• [BRIEF] Reproduce word for word the part of the Thai lyrics pipeline notebook below, starting at "n = len(word_true)" and ending at "correct_word, ' incorrect:', incorrect_word)".

• [TEXT]
# Load testing dataset

In [1]:
import json
with open("./dict/clean_th_lyrics.json", encoding="utf8") as f:
    test_input = json.loads(f.read())

print(len(test_input))

930


In [2]:
with open("./dict/clean_en_lyrics.json", encoding="utf8") as f:
    test_output = json.loads(f.read())

print(len(test_output))

930


# Import module

In [3]:
from model import sefr_cut
from model.TH2IPA import TH2IPA
from model.IPA2ENG import IPA_matching
from neuspell import BertChecker
import re

data folder is set to `e:\nlp\nlp-env\neuspell\neuspell\../data` script


# Initial variables

In [4]:
th2ipa = TH2IPA()
checker = BertChecker()

sefr_cut.SEFR_CUT.load_model(engine='model')
checker.from_pretrained()

loading model.....
Success
loading vocab from path:e:\nlp\nlp-env\neuspell\neuspell\../data/checkpoints/subwordbert-probwordnoise\vocab.pkl
initializing model
Number of parameters in the model: 185211810
Loading model params from checkpoint dir: e:\nlp\nlp-env\neuspell\neuspell\../data/checkpoints/subwordbert-probwordnoise


In [5]:
tokenize_result = []
th2ipa_result = []
ipa2eng_result = []
corrector_result = []

# Pipeline

In [6]:
def integration_pipeline(th_sent, th2ipa, checker):
    token_list = sefr_cut.tokenize(th_sent, k=80)[0]
    tokenize_result.append(token_list)
    ipa_list = th2ipa(token_list)
    th2ipa_result.append(ipa_list)
    eng_sent = ' '.join([IPA_matching(i)[0] for i in ipa_list]) 
    ipa2eng_result.append(eng_sent)
    correct_sent = checker.correct(eng_sent)
    correct_sent = re.sub(' \' ', '\'', correct_sent)
    corrector_result.append(correct_sent)
    return correct_sent

In [13]:
def evaluate(all_true, all_pred):
    all_word = 0
    correct_word = 0
    incorrect_word = 0
    for i in range(len(all_true)):
        sent_true = all_true[i].strip().lower()
        sent_pred = all_pred[i].strip().lower()

        sent_pred = re.sub(" \' ", "\'", sent_pred)
        sent_pred = re.sub(" \'", "\'", sent_pred)
        
        word_true = sent_true.split()
        word_pred = sent_pred.split()

        n = len(word_true) if len(word_true) < len(word_pred) else len(word_pred)
        for j in range(n):
            if word_true[j] == word_pred[j]:
                correct_word += 1
            else:
                incorrect_word += 1
            all_word += 1
        
    accuracy = correct_word / all_word
    print('all:', all_word, ' correct:', correct_word, ' incorrect:', incorrect_word)
    print('accuracy:', accuracy)
    return accuracy, all_word, correct_word, incorrect_word

# Test

In [8]:
for i in test_input:
    integration_pipeline(i, th2ipa, checker)



In [9]:
corrector_result[:10]

['tell her that she beauty full en die day i aw real mild her',
 'i kettle in her as i like dust geneticists',
 'did i say that little animal sewed coming a bass mind',
 'budget we done have deis soul',
 "tease me that you'll love me baby say aw it's aw again",
 "repeat bass overran over huckaba till it's in my brain",
 "until to send you're oh vain i caning",
 'did i say that dateline',
 'animals so coming an about mind',
 'wish i look back']

In [10]:
test_output[:10]

['tell her that she beautiful every day i remind her',
 'i get lost in her eyes like dust from the skies',
 "did i say that out loud i'm so crazy about mine",
 "but we don't have the same soul",
 'tell me that you love me baby say it again',
 "repeat it over and over until it's in my brain",
 "you need to send your location i can't think",
 'did i say that out loud',
 "i'm so crazy about mine",
 'when i look back']

In [14]:
accuracy, all_word, correct_word, incorrect_word = evaluate(test_output, corrector_result)

all: 5965  correct: 2107  incorrect: 3858
accuracy: 0.3532271584241408

• [SUPPLIED ENTRIES]
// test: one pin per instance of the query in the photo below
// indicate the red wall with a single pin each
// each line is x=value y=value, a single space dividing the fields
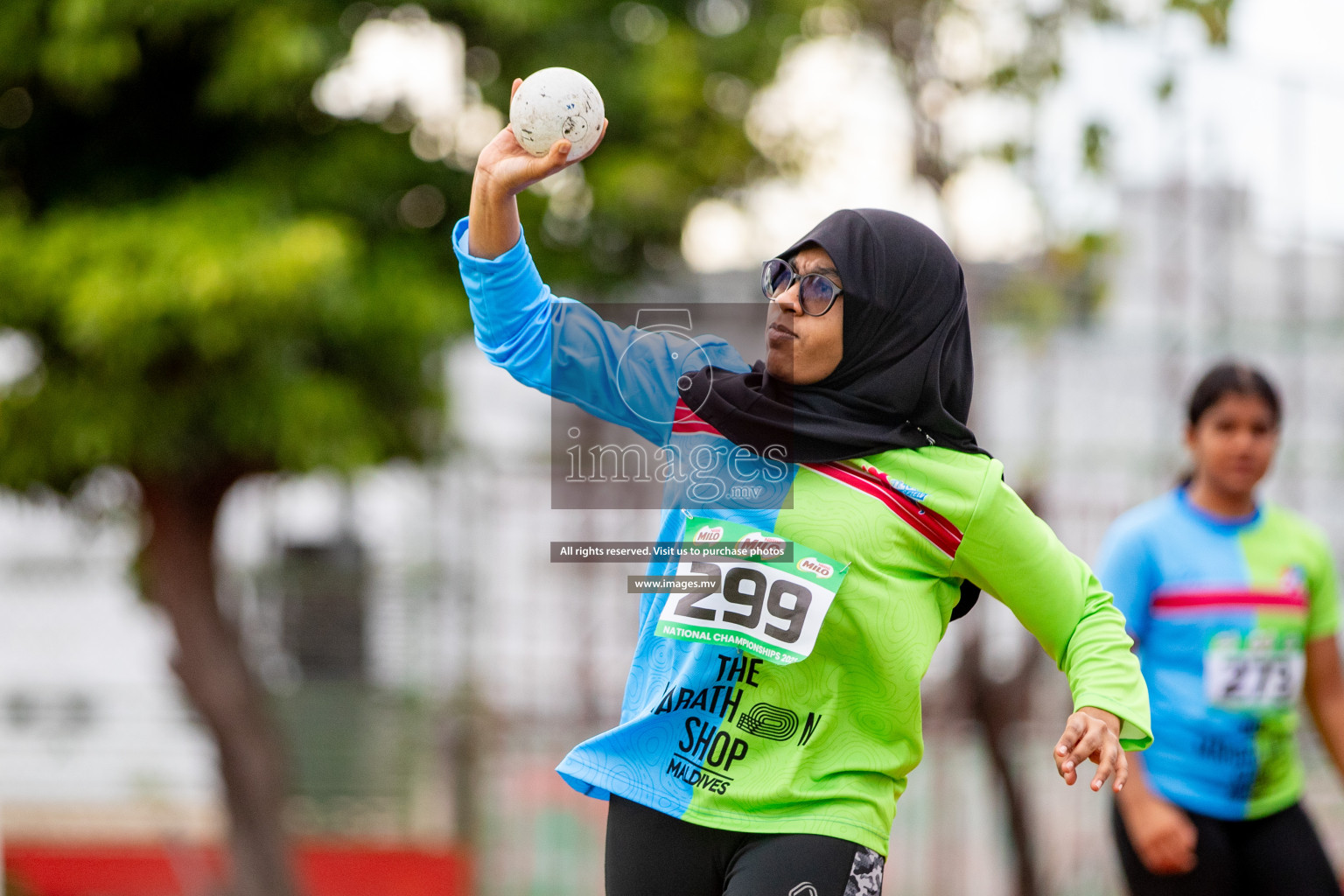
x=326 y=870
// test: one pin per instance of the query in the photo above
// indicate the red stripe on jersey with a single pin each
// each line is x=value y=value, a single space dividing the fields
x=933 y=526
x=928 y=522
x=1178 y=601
---
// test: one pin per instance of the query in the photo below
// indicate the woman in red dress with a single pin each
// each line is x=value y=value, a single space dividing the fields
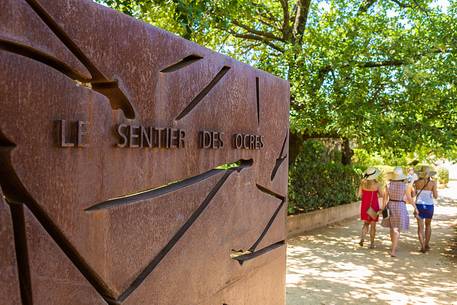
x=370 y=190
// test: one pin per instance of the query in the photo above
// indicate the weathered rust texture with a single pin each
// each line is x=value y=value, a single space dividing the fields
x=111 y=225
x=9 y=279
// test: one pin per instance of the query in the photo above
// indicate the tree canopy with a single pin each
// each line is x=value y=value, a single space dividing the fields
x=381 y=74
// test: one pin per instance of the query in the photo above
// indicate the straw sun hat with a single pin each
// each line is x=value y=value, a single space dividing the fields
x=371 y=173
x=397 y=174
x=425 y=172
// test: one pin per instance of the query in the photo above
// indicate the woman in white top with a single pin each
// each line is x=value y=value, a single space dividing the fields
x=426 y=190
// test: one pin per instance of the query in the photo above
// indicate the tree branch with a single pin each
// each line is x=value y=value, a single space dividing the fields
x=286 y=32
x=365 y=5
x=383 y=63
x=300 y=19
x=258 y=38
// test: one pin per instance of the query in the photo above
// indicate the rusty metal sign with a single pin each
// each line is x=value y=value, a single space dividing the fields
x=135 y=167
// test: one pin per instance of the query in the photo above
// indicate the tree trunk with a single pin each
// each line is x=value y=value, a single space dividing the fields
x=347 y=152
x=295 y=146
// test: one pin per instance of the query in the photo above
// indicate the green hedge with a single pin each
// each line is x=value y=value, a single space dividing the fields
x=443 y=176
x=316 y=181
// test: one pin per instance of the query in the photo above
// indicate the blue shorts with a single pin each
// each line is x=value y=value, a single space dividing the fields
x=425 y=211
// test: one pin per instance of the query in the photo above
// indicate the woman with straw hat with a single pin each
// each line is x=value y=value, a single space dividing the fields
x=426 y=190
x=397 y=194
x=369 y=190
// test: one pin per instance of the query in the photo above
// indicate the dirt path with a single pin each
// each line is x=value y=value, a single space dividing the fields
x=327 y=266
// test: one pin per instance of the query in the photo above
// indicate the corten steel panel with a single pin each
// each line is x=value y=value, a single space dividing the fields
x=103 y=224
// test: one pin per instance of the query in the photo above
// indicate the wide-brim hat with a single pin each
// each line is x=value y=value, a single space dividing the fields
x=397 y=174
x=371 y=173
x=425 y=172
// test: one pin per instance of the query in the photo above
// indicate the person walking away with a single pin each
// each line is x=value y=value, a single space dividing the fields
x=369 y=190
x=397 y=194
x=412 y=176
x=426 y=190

• [RESULT FOR THIS TASK]
n = len(word_true) if len(word_true) < len(word_pred) else len(word_pred)
        for j in range(n):
            if word_true[j] == word_pred[j]:
                correct_word += 1
            else:
                incorrect_word += 1
            all_word += 1
        
    accuracy = correct_word / all_word
    print('all:', all_word, ' correct:', correct_word, ' incorrect:', incorrect_word)